A word-for-word copy of the records below is required.

> **Records for this exercise**:
┄┄┄┄┄┄┄┄┄┄
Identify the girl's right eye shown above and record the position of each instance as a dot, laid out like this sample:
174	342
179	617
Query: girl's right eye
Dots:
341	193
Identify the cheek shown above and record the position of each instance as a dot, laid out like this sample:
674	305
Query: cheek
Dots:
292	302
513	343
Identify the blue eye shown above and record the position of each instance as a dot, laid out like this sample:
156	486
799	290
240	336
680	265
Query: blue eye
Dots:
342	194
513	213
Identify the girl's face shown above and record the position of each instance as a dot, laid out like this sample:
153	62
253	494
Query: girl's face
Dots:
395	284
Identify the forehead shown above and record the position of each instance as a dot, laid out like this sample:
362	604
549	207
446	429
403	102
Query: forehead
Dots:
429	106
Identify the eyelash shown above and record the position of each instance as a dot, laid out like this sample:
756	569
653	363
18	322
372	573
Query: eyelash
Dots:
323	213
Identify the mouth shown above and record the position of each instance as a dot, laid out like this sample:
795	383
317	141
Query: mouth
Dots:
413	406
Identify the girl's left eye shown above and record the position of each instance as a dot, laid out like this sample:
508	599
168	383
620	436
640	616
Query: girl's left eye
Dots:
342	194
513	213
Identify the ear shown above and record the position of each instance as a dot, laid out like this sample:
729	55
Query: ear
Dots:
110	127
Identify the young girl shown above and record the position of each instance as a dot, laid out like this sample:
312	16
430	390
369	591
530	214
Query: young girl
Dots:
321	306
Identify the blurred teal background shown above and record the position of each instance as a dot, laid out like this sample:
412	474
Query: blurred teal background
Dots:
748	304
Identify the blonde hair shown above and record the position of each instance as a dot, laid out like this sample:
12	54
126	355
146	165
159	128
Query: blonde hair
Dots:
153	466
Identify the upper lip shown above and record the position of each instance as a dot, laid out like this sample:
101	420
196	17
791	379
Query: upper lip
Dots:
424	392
┄┄┄┄┄┄┄┄┄┄
> **Your response**:
Identify the girl's right eye shown above and record the position of each instance as a dot, laid out like this sample:
174	342
179	617
Query: girl's right eye
Dots:
341	193
Identify the cheek shown above and record the position of each instance as a dot, laid out like this sample:
674	305
Query: cheek
Dots:
292	302
513	343
Identify the blue eye shown above and record the position of each instance as a dot, laid out like this sample:
156	486
799	290
240	336
680	265
Query: blue eye
Dots:
342	194
513	213
Identify the girl's face shown above and record the position of each instance as a dot, laid out like this sample:
153	62
253	494
Query: girl's face
Dots:
395	284
Identify the forehead shown above and record the position of each instance as a dot, laid out like this sample:
362	604
549	207
446	429
403	102
Query: forehead
Dots:
429	106
Identify the eyelash shown above and record the position of each instance as a dot, laid out like this sample:
756	569
653	363
18	322
372	573
Query: eyelash
Dots:
323	213
Identify the mouth shown above and record the position of each instance as a dot, laid out like this sample:
795	383
317	141
Query: mouth
Dots:
413	406
Identify the girl's left eye shown above and record the position of each instance as a dot, laid out like this sample:
508	599
168	383
620	436
640	616
Query: girl's left eye
Dots:
342	194
513	213
Identify the ear shown above and record the position of each instance as a dot, laid out like this sample:
729	55
Query: ear
Dots:
110	127
Identify the young girl shown above and record the position of each instance as a dot, laid out like this sample:
312	16
430	390
369	591
530	214
Query: young girl
Dots:
321	306
Identify the blurred teal background shown above and record the position of each instance as a dot, laid out like this sample:
412	474
Query: blurred teal background
Dots:
748	304
Identify the blonde hair shown above and record the position of each instance as a dot, laid out like this sample:
12	54
126	355
146	165
159	128
Query: blonde hair
Dots:
153	466
Identify the upper lip shown above and record the position of each instance as a dot, laid out like this sample:
101	420
196	17
791	379
Query: upper lip
Dots:
424	392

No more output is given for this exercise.